**WHAT TO PRODUCE:** Leave out the pictures; transcribe all else exactly.

**SUPPLIED RECORDS:**

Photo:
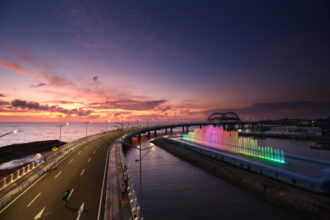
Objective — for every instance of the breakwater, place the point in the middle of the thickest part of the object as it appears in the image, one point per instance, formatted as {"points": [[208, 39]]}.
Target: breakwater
{"points": [[302, 202]]}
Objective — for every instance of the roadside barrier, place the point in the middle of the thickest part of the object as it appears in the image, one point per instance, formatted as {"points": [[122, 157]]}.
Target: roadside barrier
{"points": [[135, 208]]}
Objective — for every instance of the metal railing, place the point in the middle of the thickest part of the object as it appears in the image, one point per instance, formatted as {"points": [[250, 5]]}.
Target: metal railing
{"points": [[134, 205]]}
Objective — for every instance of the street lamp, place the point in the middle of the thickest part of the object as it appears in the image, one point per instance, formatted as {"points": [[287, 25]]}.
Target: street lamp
{"points": [[11, 132], [106, 125], [60, 126], [87, 122]]}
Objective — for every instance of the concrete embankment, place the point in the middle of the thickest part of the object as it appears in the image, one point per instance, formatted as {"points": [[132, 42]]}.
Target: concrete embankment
{"points": [[325, 139], [306, 204]]}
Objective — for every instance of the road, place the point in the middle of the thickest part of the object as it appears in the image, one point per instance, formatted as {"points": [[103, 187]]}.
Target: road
{"points": [[82, 172]]}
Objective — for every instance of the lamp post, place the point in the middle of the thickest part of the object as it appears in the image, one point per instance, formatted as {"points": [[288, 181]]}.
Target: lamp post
{"points": [[60, 126], [11, 132], [106, 125], [87, 122]]}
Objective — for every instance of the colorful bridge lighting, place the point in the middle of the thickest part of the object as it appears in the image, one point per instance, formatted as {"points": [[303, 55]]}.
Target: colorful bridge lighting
{"points": [[229, 141]]}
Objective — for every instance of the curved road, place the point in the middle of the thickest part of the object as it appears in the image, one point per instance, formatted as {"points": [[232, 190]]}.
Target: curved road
{"points": [[82, 172]]}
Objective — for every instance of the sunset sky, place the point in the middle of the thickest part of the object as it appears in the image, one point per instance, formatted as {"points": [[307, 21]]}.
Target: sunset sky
{"points": [[79, 60]]}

**RESPONSE TO THE EXERCISE:**
Photo:
Objective — for every instance of the breakwater, place the point in the middle of the thickest part of the object as it appears in the image, one point per instance, formatted as {"points": [[208, 39]]}.
Target: breakwater
{"points": [[302, 202]]}
Objective — for every instance of the roadside barrier, place the point in the middle of the thickest part of the object as it appears in the image, one point per instance, formatted as {"points": [[122, 157]]}.
Target: roadside barrier
{"points": [[135, 208]]}
Objective — for every instance of the metal railing, place the point in the middle of the thickest part of the object as it appears in the image, one point per instance, formatted as {"points": [[250, 5]]}.
Target: metal railing
{"points": [[134, 205]]}
Objective — for every instance of the street lamp, place the point in the middle of the thickest part of the object as it appears in the image, one point per instance, formatted as {"points": [[287, 25]]}.
Target: street lamp
{"points": [[11, 132], [106, 125], [60, 126], [87, 122]]}
Objective — for every instance of the concrete embankment, place the point in the middle of the thickest part of the object as it appears in the image, one point per instance, formatted as {"points": [[132, 42]]}.
Target: concrete embankment
{"points": [[325, 139], [306, 204]]}
Objective — for every instance of the road, place the point in the middle of the thickest part of the object as it appears in the image, one point per instance, formatted as {"points": [[103, 187]]}.
Target: road
{"points": [[82, 172]]}
Objective — for every instance of the lamp post, place the point in the middle of the thickest part of the object as it appears in the image, one point per instance, formatted as {"points": [[288, 181]]}.
Target: lamp post
{"points": [[60, 126], [11, 132], [106, 125], [87, 122]]}
Objective — for every instance of the colorful bridge lighting, place the point in the middle of the thickest part of the object as it appears in the image, one point per instance, formatted as {"points": [[303, 55]]}.
Target: colorful bridge lighting
{"points": [[229, 141]]}
Objective — for every instance of the curved road, place the point in the middle of the thickest part of the object as it appears in the image, one point per instance, formatted as {"points": [[232, 190]]}.
Target: curved road
{"points": [[82, 172]]}
Objective — for every instance of the sunset sky, place the point in the middle of the thickest part of the object as it appears in the image, one point per instance, formatted as {"points": [[307, 21]]}.
Target: sunset sky
{"points": [[79, 60]]}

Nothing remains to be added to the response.